Report each line of the material below that contains the string "keypoint".

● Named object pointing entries
● ● ●
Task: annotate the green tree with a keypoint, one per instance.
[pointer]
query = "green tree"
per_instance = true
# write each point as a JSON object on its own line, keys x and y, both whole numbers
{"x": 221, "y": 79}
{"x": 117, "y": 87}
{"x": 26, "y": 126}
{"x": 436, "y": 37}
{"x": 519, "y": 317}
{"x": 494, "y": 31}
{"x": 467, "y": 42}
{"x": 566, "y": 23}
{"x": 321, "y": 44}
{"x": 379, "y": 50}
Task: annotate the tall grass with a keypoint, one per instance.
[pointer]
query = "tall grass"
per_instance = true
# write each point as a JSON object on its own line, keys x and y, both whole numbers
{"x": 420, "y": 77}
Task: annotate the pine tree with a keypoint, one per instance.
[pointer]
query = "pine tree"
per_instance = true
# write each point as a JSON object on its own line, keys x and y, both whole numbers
● ● ●
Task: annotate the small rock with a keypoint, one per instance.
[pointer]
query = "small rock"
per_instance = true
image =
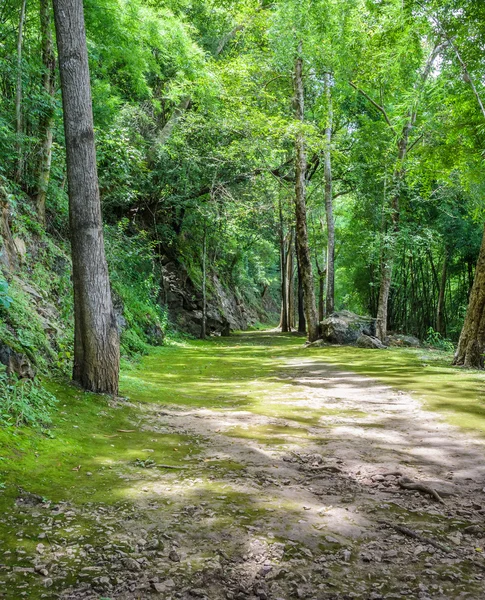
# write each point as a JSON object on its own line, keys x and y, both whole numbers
● ● ●
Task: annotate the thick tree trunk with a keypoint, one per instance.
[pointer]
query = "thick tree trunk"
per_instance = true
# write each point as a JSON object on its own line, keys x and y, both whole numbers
● ● ●
● Exercise output
Task: annotate the green tree with a keypoint, one per instance.
Task: annotate the tall grass with a keypoint, one per instance.
Task: annotate the pine tree with a keypoint, one per instance.
Task: annotate the small rock with a keypoint, one per instance.
Task: annotate the thick tree trunk with a keypoint, one per instance.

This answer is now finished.